* _SELECTED PASSAGE_:
- - - - - - -

In this case, fear would prevent the couple from enjoying the benefits of owning the rental property as I outlined earlier. The couple could potentially owe a large tax to the IRS on the portion of the mortgage loan that was not paid off from the property sale. They would add shame and a sense of failure to their self image, likely keeping them from considering other potentially good investments in real estate for fear of losing large amounts of money again. The loss of self image and lack of confidence in their ability to chose investments could lead them toward investing only in safe assets like CDs or even savings accounts. Those investments will lose money over time as inflation eats away what money they do have saved. All of this because the couple sold, rather than rationally thought through that there isn’t really any loss unless the property is sold. Even though you should mainly focus on buying rental properties that have a positive cash flow from the beginning, in this case, the loss is only $400 per month against their combined income of $250,000 per year. That, to me, makes no sense to sell with the added costs that could result from selling the property vice the monthly loss of $400.

- - - - - - -

* _TASK 1_:
What consequences of selling does the rental-property passage say the couple could face? List every one.
* _TASK 2_:
Answer these questions from the rental-property passage:
(a) To whom could the couple owe a large tax?
(b) How much does the property lose each month?
(c) What is the couple's combined yearly income?
* _TASK 3_:
Write a continuation of the rental-property passage, starting after its last sentence.
The items after this point are separate material, unrelated to the rental-property passage.

* _DATA TO EXAMINE_:
- - - - - - -

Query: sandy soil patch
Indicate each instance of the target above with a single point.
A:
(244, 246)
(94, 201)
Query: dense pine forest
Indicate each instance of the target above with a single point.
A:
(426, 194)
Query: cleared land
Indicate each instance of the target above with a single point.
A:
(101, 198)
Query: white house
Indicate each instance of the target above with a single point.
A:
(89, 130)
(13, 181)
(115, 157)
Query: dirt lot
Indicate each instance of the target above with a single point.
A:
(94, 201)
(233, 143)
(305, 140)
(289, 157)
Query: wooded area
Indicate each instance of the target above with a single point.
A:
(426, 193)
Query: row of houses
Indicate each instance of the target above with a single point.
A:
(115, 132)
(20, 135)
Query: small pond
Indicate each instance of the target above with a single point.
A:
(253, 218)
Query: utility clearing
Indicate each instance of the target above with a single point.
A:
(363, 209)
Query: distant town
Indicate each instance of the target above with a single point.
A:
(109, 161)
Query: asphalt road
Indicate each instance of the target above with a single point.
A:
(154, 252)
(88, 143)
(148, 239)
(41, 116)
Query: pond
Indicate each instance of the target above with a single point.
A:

- - - - - - -

* _ANSWER AREA 1_:
- Fear would keep them from enjoying the benefits of owning the rental property.
- They could owe a large tax to the IRS on the portion of the mortgage loan not paid off by the sale.
- They would add shame and a sense of failure to their self image.
- They would likely be kept from considering other potentially good real estate investments.
- They could end up investing only in safe assets like CDs or savings accounts, which lose money over time to inflation.

* _ANSWER AREA 2_:
(a) The IRS.
(b) $400 per month.
(c) $250,000 per year.

* _ANSWER AREA 3_:
These consequences of fear selling apply to other investments as well
Personally, I sell stocks when I first see technical indicators showing a down term coming. However, if you have already ridden down the price drop without selling and are scared of losing more, sit back and take a breath. Look at the reasons you bought the stock – hopefully rising market share, increased net cash flow, etc. If those same indicators are still valid, then think twice about selling into a significant loss if the stock should have a good chance of making up the loss over the next 5 or 10 years. You need to consider each stock on its own merits. Of course, there are many stocks where the fundamentals have changed dramatically for the worse where they no longer have any prospects of increasing income or market share, etc. In that case, you may need to sell now to prevent even further loss. All I ask is that you don’t sell out of fear. Look at all the information you can get on the company. Look at how much debt they have on the books and how likely they are to pay off those debts to remain profitable. Look at the industry the company is in. Is the industry one that is being hit and continues to be hit seriously? Make your decision based on facts, not on emotions of the moment.
Don’t play into the hands of seasoned investors who count on the inexperienced investor selling at the worst possible time, handing these seasoned investors potentially great bargains. Many of these seasoned investors make this part of their investment strategy to wait for the panic sale periods in the market before making purchases. Imagine if you were patient enough to wait for these periods of uncertainly to build a portfolio of investments at very good prices. Now imagine how much money you would have when the markets then recover and grow beyond where they were before the market fell. You would have bargain priced investments with strong growth over time. It is like looking for fire sales at the store before making your purchases. It builds your self esteem and reinforces your confidence as an investor. Learn to control your emotions and invest based on facts to increase your long term prospects for success as an investor.